## TEXT EXCERPT
To prototype, I use eager mode (easier to debug).
In order to train, I migrate the code to a graph (runs faster).
I am looking for a wrapper code/example that can run forward pass and training in a way that will be agnostic to the mode I run it - eager or graph, as much as possible. I have in mind a set of functions/classes, to which the particular neural network/optimizer/data can be inserted, and that these set of functions/classes could run in both modes with minimal changes between the two. In addition, it is of course good that it would be compatible with many types of NN/optimizers/data instances.
I am quite sure that many had this idea.
I wonder if something like this is feasible given the current eager/graph integration in TF.
Yes. I have been wondering the same. In the Tensorflow documentation you can see:
The same code written for eager execution will also build a graph during graph execution. Do this by simply running the same code in a new Python session where eager execution is not enabled.
But this is hard to achieve, mostly because working with graphs means dealing with placeholders, which can not be used in Eager mode. I tried to get rid off placeholders using object-oriented layers and the Dataset API. This is the closest I could get to totally compatible code:
m = 128 # num_examples
n = 5 # num features
epochs = 2
batch_size = 32
steps_per_epoch = m // 32
dataset = tf.data.Dataset.from_tensor_slices(
(tf.random_uniform([m, n], dtype=tf.float32),
tf.random_uniform([m, 1], dtype=tf.float32)))
dataset = dataset.repeat(epochs)
dataset = dataset.batch(batch_size)
model = tf.keras.Sequential([
tf.keras.layers.Dense(64, activation='relu', input_dim=n),
tf.keras.layers.Dense(32, activation='relu'),
tf.keras.layers.Dense(1)
])
def train_eagerly(model, dataset):
optimizer = tf.train.AdamOptimizer()
iterator = dataset.make_one_shot_iterator()
print('Training graph...')
for epoch in range(epochs):
print('Epoch', epoch)
progbar = tf.keras.utils.Progbar(target=steps_per_epoch, stateful_metrics='loss')
for step in range(steps_per_epoch):
with tf.GradientTape() as tape:
features, labels = iterator.get_next()
predictions = model(features, training=True)

## PROVIDED MATERIAL
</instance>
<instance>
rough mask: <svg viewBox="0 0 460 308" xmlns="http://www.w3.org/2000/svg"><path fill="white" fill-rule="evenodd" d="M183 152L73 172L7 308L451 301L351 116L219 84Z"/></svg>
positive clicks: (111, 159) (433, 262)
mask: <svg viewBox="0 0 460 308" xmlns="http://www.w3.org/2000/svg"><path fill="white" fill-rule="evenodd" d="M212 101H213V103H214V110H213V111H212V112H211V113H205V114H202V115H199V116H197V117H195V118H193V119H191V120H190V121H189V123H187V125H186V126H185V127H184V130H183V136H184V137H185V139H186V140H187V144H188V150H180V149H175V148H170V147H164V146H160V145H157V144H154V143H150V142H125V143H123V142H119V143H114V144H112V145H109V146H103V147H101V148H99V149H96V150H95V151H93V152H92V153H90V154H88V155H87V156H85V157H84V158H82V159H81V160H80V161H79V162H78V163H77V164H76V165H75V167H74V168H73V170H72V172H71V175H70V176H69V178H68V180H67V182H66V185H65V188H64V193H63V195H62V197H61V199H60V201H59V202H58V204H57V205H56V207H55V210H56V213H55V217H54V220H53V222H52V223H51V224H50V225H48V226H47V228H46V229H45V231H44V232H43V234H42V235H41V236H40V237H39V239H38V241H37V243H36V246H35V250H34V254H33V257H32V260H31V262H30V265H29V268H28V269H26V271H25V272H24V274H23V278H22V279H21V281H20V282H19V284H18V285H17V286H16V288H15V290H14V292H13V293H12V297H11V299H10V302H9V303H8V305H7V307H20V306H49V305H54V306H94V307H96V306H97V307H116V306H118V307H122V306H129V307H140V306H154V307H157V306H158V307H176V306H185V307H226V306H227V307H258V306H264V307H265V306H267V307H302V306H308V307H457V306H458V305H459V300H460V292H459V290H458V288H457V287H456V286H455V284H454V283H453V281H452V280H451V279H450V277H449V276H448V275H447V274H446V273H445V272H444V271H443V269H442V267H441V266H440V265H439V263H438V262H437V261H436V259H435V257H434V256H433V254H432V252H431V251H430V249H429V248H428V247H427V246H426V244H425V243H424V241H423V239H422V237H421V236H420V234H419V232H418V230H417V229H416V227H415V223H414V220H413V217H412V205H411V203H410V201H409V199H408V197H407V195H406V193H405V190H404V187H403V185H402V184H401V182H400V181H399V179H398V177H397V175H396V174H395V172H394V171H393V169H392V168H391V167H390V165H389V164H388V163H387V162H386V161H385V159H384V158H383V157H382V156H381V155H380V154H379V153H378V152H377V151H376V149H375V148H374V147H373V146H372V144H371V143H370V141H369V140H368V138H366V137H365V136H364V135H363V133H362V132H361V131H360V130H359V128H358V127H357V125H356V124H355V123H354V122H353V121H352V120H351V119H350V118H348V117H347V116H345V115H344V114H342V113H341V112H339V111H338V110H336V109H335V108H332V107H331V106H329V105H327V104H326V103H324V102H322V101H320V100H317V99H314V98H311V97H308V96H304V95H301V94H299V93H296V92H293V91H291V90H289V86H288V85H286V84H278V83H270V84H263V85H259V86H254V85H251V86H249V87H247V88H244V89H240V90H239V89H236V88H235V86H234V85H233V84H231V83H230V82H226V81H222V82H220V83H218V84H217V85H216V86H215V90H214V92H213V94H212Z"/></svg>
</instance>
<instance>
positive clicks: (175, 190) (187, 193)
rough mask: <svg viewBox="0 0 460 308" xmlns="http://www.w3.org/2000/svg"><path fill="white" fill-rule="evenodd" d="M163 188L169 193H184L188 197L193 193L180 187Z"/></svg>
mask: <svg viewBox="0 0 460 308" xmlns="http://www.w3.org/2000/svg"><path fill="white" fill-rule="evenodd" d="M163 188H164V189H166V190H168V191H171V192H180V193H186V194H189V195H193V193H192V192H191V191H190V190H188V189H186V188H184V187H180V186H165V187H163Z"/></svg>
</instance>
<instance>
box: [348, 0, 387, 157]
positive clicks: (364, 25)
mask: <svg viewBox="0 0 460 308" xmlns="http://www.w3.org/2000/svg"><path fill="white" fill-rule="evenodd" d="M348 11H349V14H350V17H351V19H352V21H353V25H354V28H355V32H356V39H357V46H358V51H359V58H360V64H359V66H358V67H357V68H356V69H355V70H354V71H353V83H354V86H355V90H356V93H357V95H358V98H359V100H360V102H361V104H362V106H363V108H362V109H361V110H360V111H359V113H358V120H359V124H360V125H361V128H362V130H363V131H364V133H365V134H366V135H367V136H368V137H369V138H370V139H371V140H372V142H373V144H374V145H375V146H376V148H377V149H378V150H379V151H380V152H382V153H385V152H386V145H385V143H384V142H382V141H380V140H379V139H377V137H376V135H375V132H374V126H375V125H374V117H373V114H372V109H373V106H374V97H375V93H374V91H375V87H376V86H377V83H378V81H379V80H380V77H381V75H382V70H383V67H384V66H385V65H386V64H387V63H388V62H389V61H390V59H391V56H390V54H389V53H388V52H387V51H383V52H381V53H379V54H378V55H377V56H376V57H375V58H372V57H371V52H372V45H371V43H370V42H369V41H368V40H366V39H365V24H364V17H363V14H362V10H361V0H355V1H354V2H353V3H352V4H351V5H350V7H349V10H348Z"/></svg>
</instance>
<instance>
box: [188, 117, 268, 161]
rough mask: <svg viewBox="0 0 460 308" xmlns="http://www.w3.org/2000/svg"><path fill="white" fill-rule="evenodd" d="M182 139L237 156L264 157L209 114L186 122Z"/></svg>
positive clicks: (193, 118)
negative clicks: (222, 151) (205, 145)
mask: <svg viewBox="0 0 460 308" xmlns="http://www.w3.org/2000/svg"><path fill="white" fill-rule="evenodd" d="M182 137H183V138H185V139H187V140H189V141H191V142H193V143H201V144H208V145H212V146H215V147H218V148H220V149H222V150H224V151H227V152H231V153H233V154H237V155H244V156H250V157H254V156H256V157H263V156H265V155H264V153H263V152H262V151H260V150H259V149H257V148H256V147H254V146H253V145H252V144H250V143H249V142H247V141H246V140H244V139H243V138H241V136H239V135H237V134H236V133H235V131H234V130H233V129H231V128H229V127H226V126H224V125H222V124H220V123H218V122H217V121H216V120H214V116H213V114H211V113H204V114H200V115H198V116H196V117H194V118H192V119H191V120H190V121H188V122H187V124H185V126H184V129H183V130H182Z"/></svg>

## PROBLEM REQUIREMENTS
Pick up the forum thread above about writing TensorFlow training code that works in both eager and graph mode, and continue it from its last line.

## EXERCISE RESPONSE
loss_value = tf.losses.mean_squared_error(labels, predictions)
grads = tape.gradient(loss_value, model.variables)
optimizer.apply_gradients(zip(grads, model.variables))
progbar.add(1, values=[('loss', loss_value.numpy())])
def train_graph(model, dataset):
optimizer = tf.train.AdamOptimizer()
iterator = dataset.make_initializable_iterator()
print('Training graph...')
with tf.Session() as sess:
sess.run(iterator.initializer)
sess.run(tf.global_variables_initializer())
for epoch in range(epochs):
print('Epoch', epoch)
progbar = tf.keras.utils.Progbar(target=steps_per_epoch, stateful_metrics='loss')
for step in range(steps_per_epoch):
with tf.GradientTape() as tape:
features, labels = sess.run(iterator.get_next())
predictions = model(features, training=True)
loss_value = tf.losses.mean_squared_error(labels, predictions)
grads = tape.gradient(loss_value, model.variables)
optimizer.apply_gradients(zip(grads, model.variables))
progbar.add(1, values=[('loss', loss_value.eval())])
As you can see, the main difference is that I use a one_shot_iterator during Eager training (of course, during graph training, I have to run operations within a session).
I tried to do the same using optimizer.minimize instead of applying the gradients myself, but I could not come up with a code that worked both for eager and graph modes.
Also, I'm sure this becomes much harder to do with not so simple models, like the one you are working with.